====== Material shown

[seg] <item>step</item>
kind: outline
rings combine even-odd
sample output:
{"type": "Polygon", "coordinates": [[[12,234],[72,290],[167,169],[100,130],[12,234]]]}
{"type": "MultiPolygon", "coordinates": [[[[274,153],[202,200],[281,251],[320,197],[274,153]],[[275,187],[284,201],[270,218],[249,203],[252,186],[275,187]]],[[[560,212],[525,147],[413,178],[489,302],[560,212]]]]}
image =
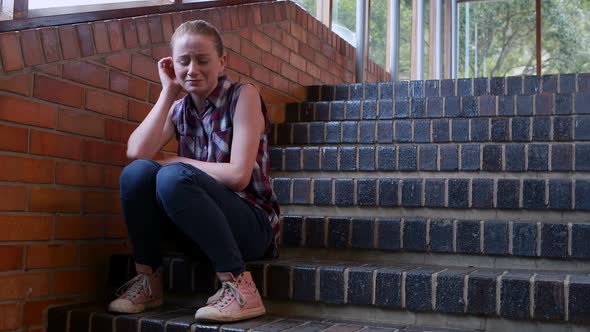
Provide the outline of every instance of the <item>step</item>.
{"type": "Polygon", "coordinates": [[[196,322],[193,318],[194,307],[168,306],[133,315],[108,313],[104,311],[104,307],[106,304],[50,309],[47,332],[475,332],[465,329],[320,320],[272,314],[242,322],[213,324],[196,322]]]}
{"type": "Polygon", "coordinates": [[[578,174],[569,179],[539,179],[528,173],[522,178],[499,179],[462,174],[448,179],[414,176],[358,178],[320,173],[275,177],[272,186],[283,206],[590,210],[590,180],[578,174]]]}
{"type": "MultiPolygon", "coordinates": [[[[198,264],[174,257],[168,292],[184,295],[198,264]],[[192,269],[187,272],[186,267],[192,269]]],[[[111,266],[113,271],[117,267],[111,266]]],[[[265,300],[443,315],[590,324],[590,274],[291,258],[247,264],[265,300]],[[359,307],[360,308],[360,307],[359,307]]],[[[115,273],[115,272],[113,272],[115,273]]],[[[195,283],[193,282],[193,285],[195,283]]]]}
{"type": "MultiPolygon", "coordinates": [[[[274,177],[283,172],[581,172],[590,171],[590,143],[373,144],[274,146],[274,177]]],[[[580,174],[582,175],[582,174],[580,174]]],[[[563,175],[571,178],[571,174],[563,175]]]]}
{"type": "Polygon", "coordinates": [[[590,92],[590,74],[511,76],[492,78],[396,81],[311,86],[312,101],[393,99],[433,96],[531,95],[540,93],[590,92]]]}

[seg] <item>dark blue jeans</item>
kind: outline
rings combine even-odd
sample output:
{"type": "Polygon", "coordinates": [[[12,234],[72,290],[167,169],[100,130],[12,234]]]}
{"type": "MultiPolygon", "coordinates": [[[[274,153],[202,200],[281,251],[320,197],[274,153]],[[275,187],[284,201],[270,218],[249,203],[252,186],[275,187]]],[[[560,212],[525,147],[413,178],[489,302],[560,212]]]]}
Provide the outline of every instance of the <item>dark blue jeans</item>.
{"type": "Polygon", "coordinates": [[[244,260],[264,257],[272,243],[264,211],[192,165],[135,160],[123,169],[120,186],[137,263],[162,265],[162,234],[171,226],[209,258],[215,271],[236,276],[244,271],[244,260]]]}

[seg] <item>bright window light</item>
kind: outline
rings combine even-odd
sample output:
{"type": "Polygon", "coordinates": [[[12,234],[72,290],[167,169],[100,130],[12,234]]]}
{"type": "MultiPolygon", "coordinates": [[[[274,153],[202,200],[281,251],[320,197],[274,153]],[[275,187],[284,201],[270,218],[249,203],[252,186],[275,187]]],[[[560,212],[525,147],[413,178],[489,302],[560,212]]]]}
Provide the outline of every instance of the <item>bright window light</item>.
{"type": "Polygon", "coordinates": [[[132,2],[137,0],[29,0],[29,9],[56,8],[104,3],[132,2]]]}

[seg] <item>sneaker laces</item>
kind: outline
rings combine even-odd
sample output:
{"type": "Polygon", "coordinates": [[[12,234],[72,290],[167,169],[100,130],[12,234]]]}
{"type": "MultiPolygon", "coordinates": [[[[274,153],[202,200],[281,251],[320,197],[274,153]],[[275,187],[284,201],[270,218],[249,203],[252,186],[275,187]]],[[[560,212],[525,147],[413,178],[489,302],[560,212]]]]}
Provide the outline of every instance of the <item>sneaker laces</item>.
{"type": "Polygon", "coordinates": [[[240,307],[246,304],[246,301],[243,299],[244,294],[238,289],[237,283],[224,281],[217,293],[207,300],[207,305],[223,307],[231,301],[231,298],[235,298],[240,307]]]}
{"type": "Polygon", "coordinates": [[[150,277],[147,274],[140,273],[119,287],[116,294],[118,297],[123,295],[125,295],[126,298],[130,296],[136,297],[143,290],[147,290],[148,296],[152,296],[150,277]]]}

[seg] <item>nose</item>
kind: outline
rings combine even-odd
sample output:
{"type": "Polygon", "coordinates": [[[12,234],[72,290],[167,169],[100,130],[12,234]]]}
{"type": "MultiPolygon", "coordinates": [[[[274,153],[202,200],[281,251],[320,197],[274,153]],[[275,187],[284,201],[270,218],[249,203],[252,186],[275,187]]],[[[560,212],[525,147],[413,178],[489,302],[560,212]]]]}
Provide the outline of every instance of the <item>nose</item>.
{"type": "Polygon", "coordinates": [[[191,61],[190,64],[188,65],[188,75],[189,76],[197,76],[197,73],[199,72],[199,65],[197,64],[196,61],[191,61]]]}

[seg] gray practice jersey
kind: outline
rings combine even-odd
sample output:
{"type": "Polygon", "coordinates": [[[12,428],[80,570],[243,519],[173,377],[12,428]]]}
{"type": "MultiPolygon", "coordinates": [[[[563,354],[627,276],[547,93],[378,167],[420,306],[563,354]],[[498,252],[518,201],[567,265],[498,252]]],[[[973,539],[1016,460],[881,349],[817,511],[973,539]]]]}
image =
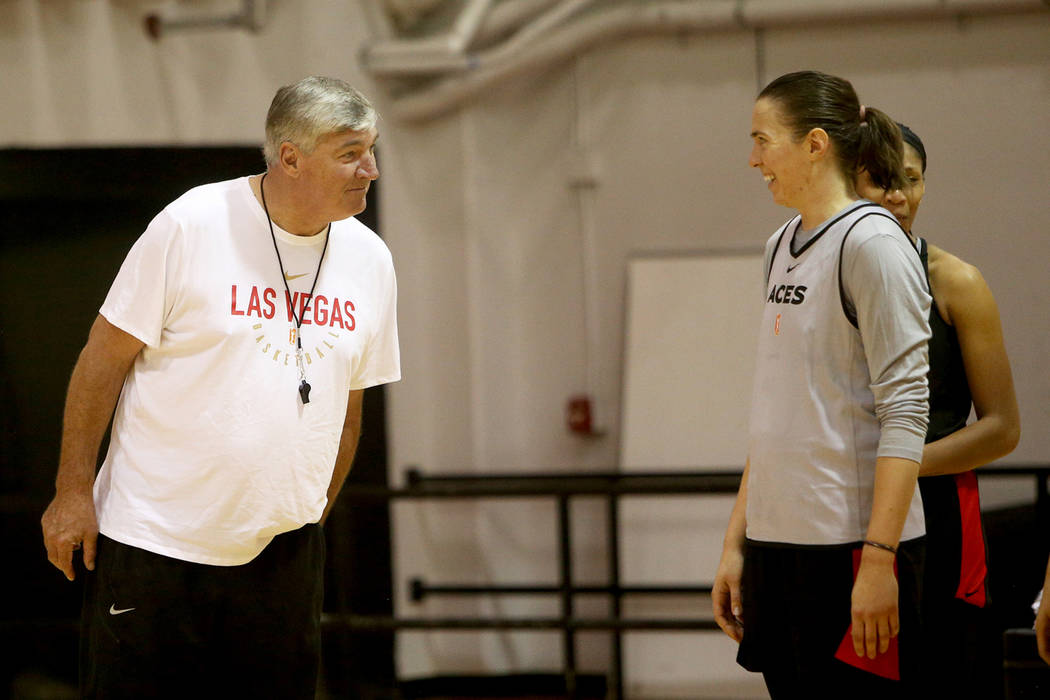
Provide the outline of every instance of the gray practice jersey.
{"type": "MultiPolygon", "coordinates": [[[[863,540],[876,457],[922,459],[931,297],[893,216],[858,202],[792,248],[766,244],[748,445],[747,536],[863,540]]],[[[925,532],[918,489],[901,539],[925,532]]]]}

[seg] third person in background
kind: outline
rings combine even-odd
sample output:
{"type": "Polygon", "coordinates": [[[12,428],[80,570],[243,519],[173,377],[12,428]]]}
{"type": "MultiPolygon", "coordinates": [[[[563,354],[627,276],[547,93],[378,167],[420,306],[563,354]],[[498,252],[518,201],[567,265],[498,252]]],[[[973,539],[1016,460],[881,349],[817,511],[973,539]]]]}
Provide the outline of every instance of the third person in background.
{"type": "Polygon", "coordinates": [[[988,568],[973,470],[1017,445],[1017,399],[999,309],[984,277],[912,229],[926,191],[926,149],[914,131],[899,126],[904,186],[883,189],[863,169],[856,184],[857,194],[897,217],[919,251],[933,295],[930,427],[919,469],[926,515],[922,615],[929,639],[924,684],[955,697],[996,697],[1002,653],[986,607],[988,568]],[[967,425],[971,404],[977,420],[967,425]]]}

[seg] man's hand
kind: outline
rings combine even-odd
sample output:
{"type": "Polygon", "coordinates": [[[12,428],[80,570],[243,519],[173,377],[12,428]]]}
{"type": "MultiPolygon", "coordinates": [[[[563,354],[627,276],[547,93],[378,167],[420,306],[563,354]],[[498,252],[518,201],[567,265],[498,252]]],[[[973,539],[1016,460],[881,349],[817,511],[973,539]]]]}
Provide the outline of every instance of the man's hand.
{"type": "Polygon", "coordinates": [[[894,555],[865,548],[853,583],[853,651],[874,659],[900,632],[894,555]]]}
{"type": "Polygon", "coordinates": [[[95,547],[98,542],[98,522],[91,492],[86,494],[56,495],[40,519],[44,530],[47,560],[72,581],[73,552],[83,548],[84,566],[95,569],[95,547]]]}
{"type": "Polygon", "coordinates": [[[75,577],[75,550],[83,547],[84,566],[95,568],[98,521],[91,488],[98,448],[128,369],[143,347],[141,340],[99,315],[69,380],[55,498],[44,511],[40,525],[47,560],[70,581],[75,577]]]}

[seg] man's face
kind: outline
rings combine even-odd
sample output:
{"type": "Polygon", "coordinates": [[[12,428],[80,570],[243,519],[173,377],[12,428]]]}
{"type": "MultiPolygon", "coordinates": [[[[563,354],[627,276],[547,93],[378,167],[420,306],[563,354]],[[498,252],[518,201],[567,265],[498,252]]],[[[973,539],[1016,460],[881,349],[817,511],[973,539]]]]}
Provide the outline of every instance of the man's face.
{"type": "Polygon", "coordinates": [[[324,218],[339,221],[365,210],[368,188],[379,177],[375,127],[323,136],[303,155],[302,178],[324,218]]]}
{"type": "Polygon", "coordinates": [[[899,190],[884,190],[871,181],[867,171],[857,173],[857,194],[864,199],[881,204],[897,218],[901,228],[911,233],[919,203],[926,193],[926,180],[922,174],[922,157],[914,147],[904,144],[904,174],[908,184],[899,190]]]}

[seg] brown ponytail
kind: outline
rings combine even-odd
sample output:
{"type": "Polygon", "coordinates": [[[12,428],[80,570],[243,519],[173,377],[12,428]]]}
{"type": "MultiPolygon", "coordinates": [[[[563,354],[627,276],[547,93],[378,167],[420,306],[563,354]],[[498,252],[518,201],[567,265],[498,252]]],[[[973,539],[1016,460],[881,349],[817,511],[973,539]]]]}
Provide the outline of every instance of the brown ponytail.
{"type": "Polygon", "coordinates": [[[897,189],[907,182],[902,163],[901,132],[885,112],[863,107],[848,80],[799,71],[767,85],[759,99],[775,100],[796,140],[823,129],[835,145],[835,156],[846,182],[863,168],[872,182],[897,189]]]}
{"type": "Polygon", "coordinates": [[[884,190],[904,187],[904,144],[897,122],[874,107],[864,108],[865,121],[860,123],[855,166],[868,171],[871,182],[884,190]]]}

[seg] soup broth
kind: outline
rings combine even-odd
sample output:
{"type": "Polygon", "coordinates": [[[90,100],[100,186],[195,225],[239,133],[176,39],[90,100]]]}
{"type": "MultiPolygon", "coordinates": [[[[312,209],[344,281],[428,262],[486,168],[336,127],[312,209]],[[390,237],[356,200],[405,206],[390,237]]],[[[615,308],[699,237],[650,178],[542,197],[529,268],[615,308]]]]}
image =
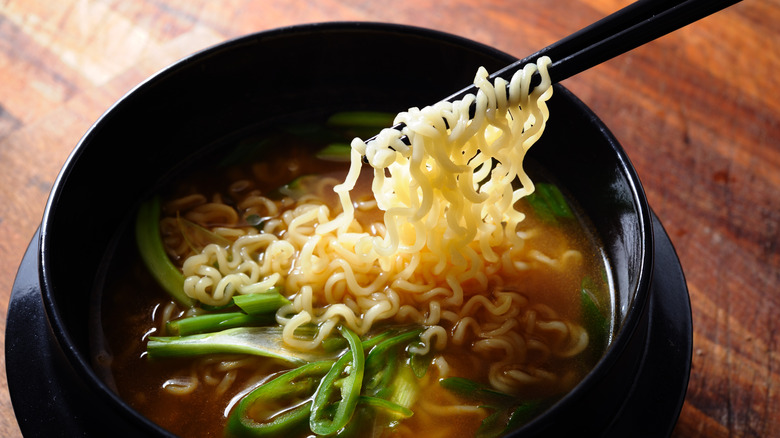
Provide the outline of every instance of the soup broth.
{"type": "MultiPolygon", "coordinates": [[[[163,206],[160,228],[170,259],[181,267],[187,257],[208,243],[228,244],[235,240],[237,234],[231,230],[254,229],[253,232],[281,236],[286,229],[273,226],[272,222],[295,208],[291,199],[312,193],[317,202],[338,213],[338,198],[332,188],[344,180],[349,163],[334,161],[330,154],[319,152],[355,135],[364,133],[321,122],[297,124],[247,136],[228,148],[230,153],[191,166],[186,175],[159,191],[163,206]],[[252,197],[257,194],[271,199],[278,211],[271,212],[272,209],[253,202],[252,197]],[[206,212],[202,208],[205,204],[223,205],[224,213],[206,212]]],[[[339,147],[343,146],[336,149],[339,147]]],[[[524,346],[523,357],[510,360],[506,357],[508,347],[490,344],[468,322],[450,323],[441,318],[438,324],[449,338],[445,348],[433,347],[427,354],[418,355],[408,353],[408,348],[393,352],[401,367],[409,367],[410,360],[424,364],[424,372],[419,371],[421,365],[416,365],[418,375],[411,379],[417,387],[408,407],[413,415],[400,418],[403,415],[394,416],[361,403],[353,416],[354,427],[358,428],[354,436],[475,436],[478,430],[490,431],[491,427],[497,436],[507,428],[521,426],[555,403],[582,380],[603,354],[613,330],[614,298],[610,270],[598,238],[576,203],[561,198],[565,189],[557,187],[544,169],[533,167],[532,163],[526,166],[531,166],[528,172],[537,183],[537,191],[535,196],[516,204],[526,215],[520,225],[526,248],[516,252],[517,257],[512,260],[512,266],[520,268],[497,268],[490,273],[492,280],[487,282],[487,290],[473,280],[460,285],[466,299],[480,294],[492,297],[481,308],[474,305],[474,319],[489,319],[489,315],[481,314],[489,313],[491,306],[510,306],[512,301],[515,310],[503,314],[502,323],[484,323],[481,330],[509,333],[506,339],[524,346]],[[563,213],[561,205],[552,200],[563,202],[563,213]],[[568,253],[580,256],[571,256],[569,260],[568,253]],[[559,344],[559,350],[564,350],[574,348],[572,345],[582,338],[571,334],[558,339],[552,327],[559,325],[586,332],[587,348],[570,355],[557,353],[548,344],[559,344]],[[545,332],[547,328],[551,331],[545,332]],[[499,372],[509,373],[514,380],[505,387],[491,386],[490,376],[499,372]],[[464,390],[458,384],[471,386],[464,390]],[[500,394],[500,402],[486,402],[491,391],[500,394]],[[354,420],[361,415],[370,421],[354,420]],[[491,425],[495,418],[498,426],[491,425]]],[[[358,206],[355,218],[359,222],[381,220],[381,212],[372,203],[369,172],[361,176],[352,199],[358,206]]],[[[434,273],[430,275],[435,277],[434,273]]],[[[234,312],[236,308],[230,304],[224,308],[198,304],[186,309],[177,304],[142,263],[130,229],[108,264],[105,278],[94,306],[95,369],[130,406],[175,434],[230,434],[226,424],[239,400],[298,366],[246,354],[148,357],[150,337],[173,334],[166,325],[169,321],[193,313],[234,312]]],[[[282,295],[290,297],[294,292],[283,290],[282,295]]],[[[409,297],[401,296],[400,301],[400,305],[414,304],[409,297]]],[[[435,311],[433,307],[424,309],[421,318],[426,320],[435,311]]],[[[267,322],[276,324],[274,318],[267,322]]],[[[371,339],[388,329],[403,332],[410,326],[425,324],[420,324],[414,315],[396,316],[375,323],[361,339],[371,339]]],[[[372,377],[366,375],[364,379],[372,377]]],[[[311,400],[312,396],[253,406],[250,415],[262,422],[311,400]]],[[[310,435],[312,432],[303,428],[297,436],[310,435]]]]}

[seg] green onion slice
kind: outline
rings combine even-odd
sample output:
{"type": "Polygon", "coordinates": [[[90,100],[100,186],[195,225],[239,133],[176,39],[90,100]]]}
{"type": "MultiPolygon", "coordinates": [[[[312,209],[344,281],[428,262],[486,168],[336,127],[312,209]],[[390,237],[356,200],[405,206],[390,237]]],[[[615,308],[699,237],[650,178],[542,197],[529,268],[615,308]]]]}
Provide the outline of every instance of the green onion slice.
{"type": "Polygon", "coordinates": [[[360,337],[345,326],[339,331],[349,342],[349,351],[331,367],[314,396],[309,428],[318,435],[332,435],[349,423],[363,386],[365,357],[360,337]],[[334,394],[336,389],[340,398],[334,394]]]}

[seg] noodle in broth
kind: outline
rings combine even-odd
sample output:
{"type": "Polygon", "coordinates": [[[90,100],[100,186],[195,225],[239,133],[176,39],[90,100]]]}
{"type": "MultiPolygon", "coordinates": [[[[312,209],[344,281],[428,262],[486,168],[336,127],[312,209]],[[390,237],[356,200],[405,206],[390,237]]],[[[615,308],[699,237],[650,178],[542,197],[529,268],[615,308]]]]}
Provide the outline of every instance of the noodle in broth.
{"type": "MultiPolygon", "coordinates": [[[[114,352],[98,367],[164,427],[222,434],[238,400],[289,364],[235,355],[147,361],[144,343],[167,334],[169,321],[219,313],[236,296],[279,288],[289,302],[270,324],[293,350],[322,351],[342,326],[363,339],[389,327],[421,327],[403,354],[430,365],[416,379],[414,414],[388,428],[398,436],[484,427],[493,411],[439,383],[452,377],[513,400],[544,400],[543,409],[605,348],[583,320],[583,279],[595,285],[591,292],[602,291],[600,307],[611,312],[608,270],[584,219],[550,221],[530,202],[537,187],[552,186],[535,184],[523,167],[549,116],[548,64],[526,66],[509,84],[491,84],[480,69],[476,96],[399,114],[402,131],[386,129],[368,144],[355,139],[341,171],[306,147],[285,145],[283,153],[216,179],[227,182],[182,183],[163,204],[159,226],[184,292],[199,304],[184,308],[150,294],[141,306],[146,314],[133,317],[144,336],[128,343],[119,339],[126,333],[107,330],[106,343],[124,343],[128,358],[114,352]],[[535,73],[542,83],[531,89],[535,73]],[[209,405],[220,412],[202,422],[185,415],[183,425],[183,414],[163,408],[171,398],[182,412],[209,405]]],[[[102,318],[126,312],[123,300],[104,303],[102,318]]],[[[261,421],[286,408],[257,409],[261,421]]]]}

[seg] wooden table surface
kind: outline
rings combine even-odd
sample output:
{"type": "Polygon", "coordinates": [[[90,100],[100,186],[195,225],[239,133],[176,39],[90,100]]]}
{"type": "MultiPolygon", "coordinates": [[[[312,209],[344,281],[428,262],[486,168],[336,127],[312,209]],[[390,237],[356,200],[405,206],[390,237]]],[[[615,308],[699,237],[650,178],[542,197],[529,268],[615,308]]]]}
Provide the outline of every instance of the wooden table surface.
{"type": "MultiPolygon", "coordinates": [[[[167,64],[242,34],[336,20],[429,27],[523,56],[627,4],[0,0],[1,332],[66,157],[167,64]]],[[[745,0],[564,82],[624,145],[686,274],[693,366],[675,437],[780,436],[778,23],[780,0],[745,0]]],[[[7,387],[2,374],[0,436],[19,436],[7,387]]]]}

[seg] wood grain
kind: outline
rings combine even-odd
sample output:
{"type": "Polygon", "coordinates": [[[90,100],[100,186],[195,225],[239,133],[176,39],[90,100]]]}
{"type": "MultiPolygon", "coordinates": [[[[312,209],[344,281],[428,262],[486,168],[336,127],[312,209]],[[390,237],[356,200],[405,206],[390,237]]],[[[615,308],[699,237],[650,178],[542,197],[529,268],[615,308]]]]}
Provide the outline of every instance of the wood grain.
{"type": "MultiPolygon", "coordinates": [[[[242,34],[335,20],[429,27],[523,56],[628,3],[0,0],[0,329],[68,154],[167,64],[242,34]]],[[[777,23],[780,0],[745,0],[565,82],[628,151],[686,274],[694,355],[675,437],[780,436],[777,23]]],[[[5,375],[0,435],[20,435],[5,375]]]]}

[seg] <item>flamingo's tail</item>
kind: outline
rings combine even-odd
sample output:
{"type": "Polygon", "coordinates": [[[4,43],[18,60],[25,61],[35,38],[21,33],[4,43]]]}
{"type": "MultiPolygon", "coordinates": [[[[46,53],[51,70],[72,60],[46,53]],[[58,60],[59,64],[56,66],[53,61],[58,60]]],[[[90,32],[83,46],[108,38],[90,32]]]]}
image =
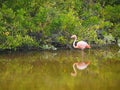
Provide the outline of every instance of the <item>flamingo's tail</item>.
{"type": "Polygon", "coordinates": [[[91,46],[90,46],[90,45],[87,45],[86,48],[91,48],[91,46]]]}

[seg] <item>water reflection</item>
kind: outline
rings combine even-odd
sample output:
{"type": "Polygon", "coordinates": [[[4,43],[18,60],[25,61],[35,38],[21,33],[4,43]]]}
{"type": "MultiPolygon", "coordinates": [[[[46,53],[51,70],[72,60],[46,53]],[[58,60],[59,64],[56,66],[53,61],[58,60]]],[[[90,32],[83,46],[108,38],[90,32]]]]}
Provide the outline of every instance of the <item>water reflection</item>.
{"type": "Polygon", "coordinates": [[[87,62],[76,62],[73,64],[73,70],[74,72],[71,73],[72,76],[76,76],[77,75],[77,70],[75,67],[77,67],[77,69],[79,70],[84,70],[88,67],[88,65],[90,64],[90,61],[87,62]]]}
{"type": "Polygon", "coordinates": [[[73,70],[74,72],[71,73],[71,76],[76,76],[77,75],[77,70],[75,67],[77,67],[77,69],[79,70],[84,70],[88,67],[88,65],[90,64],[90,61],[84,61],[84,56],[85,52],[84,50],[81,51],[81,57],[82,57],[82,62],[75,62],[73,63],[73,70]]]}
{"type": "Polygon", "coordinates": [[[82,61],[83,61],[83,59],[84,59],[84,51],[82,50],[82,61]]]}
{"type": "Polygon", "coordinates": [[[0,54],[0,90],[119,90],[119,84],[118,49],[0,54]]]}

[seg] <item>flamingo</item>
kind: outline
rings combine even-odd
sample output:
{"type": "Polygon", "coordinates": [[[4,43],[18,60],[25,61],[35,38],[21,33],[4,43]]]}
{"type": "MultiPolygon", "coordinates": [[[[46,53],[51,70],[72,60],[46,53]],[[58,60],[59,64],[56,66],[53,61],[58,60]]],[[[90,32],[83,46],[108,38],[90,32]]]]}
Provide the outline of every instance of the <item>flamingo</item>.
{"type": "Polygon", "coordinates": [[[81,50],[84,50],[85,48],[91,48],[90,45],[85,41],[79,41],[77,43],[77,45],[75,45],[75,42],[77,41],[77,36],[76,35],[72,35],[71,38],[74,39],[74,42],[73,42],[73,47],[74,48],[78,48],[78,49],[81,49],[81,50]]]}
{"type": "Polygon", "coordinates": [[[74,72],[71,73],[72,76],[76,76],[77,75],[77,71],[75,69],[75,66],[79,69],[79,70],[84,70],[85,68],[88,67],[88,65],[90,64],[90,62],[77,62],[73,64],[73,70],[74,72]]]}

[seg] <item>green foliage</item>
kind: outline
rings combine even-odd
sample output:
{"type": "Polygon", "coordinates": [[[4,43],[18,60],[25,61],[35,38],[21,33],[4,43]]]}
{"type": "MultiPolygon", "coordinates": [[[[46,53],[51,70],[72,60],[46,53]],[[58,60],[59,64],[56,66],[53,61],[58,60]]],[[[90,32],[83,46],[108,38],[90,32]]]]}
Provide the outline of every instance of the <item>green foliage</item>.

============

* **Exercise details**:
Lines that contain "foliage" should be pulled from the entries above and reported.

* **Answer to this task**:
[seg] <item>green foliage</item>
Provide the outline of every instance of the <item>green foliage</item>.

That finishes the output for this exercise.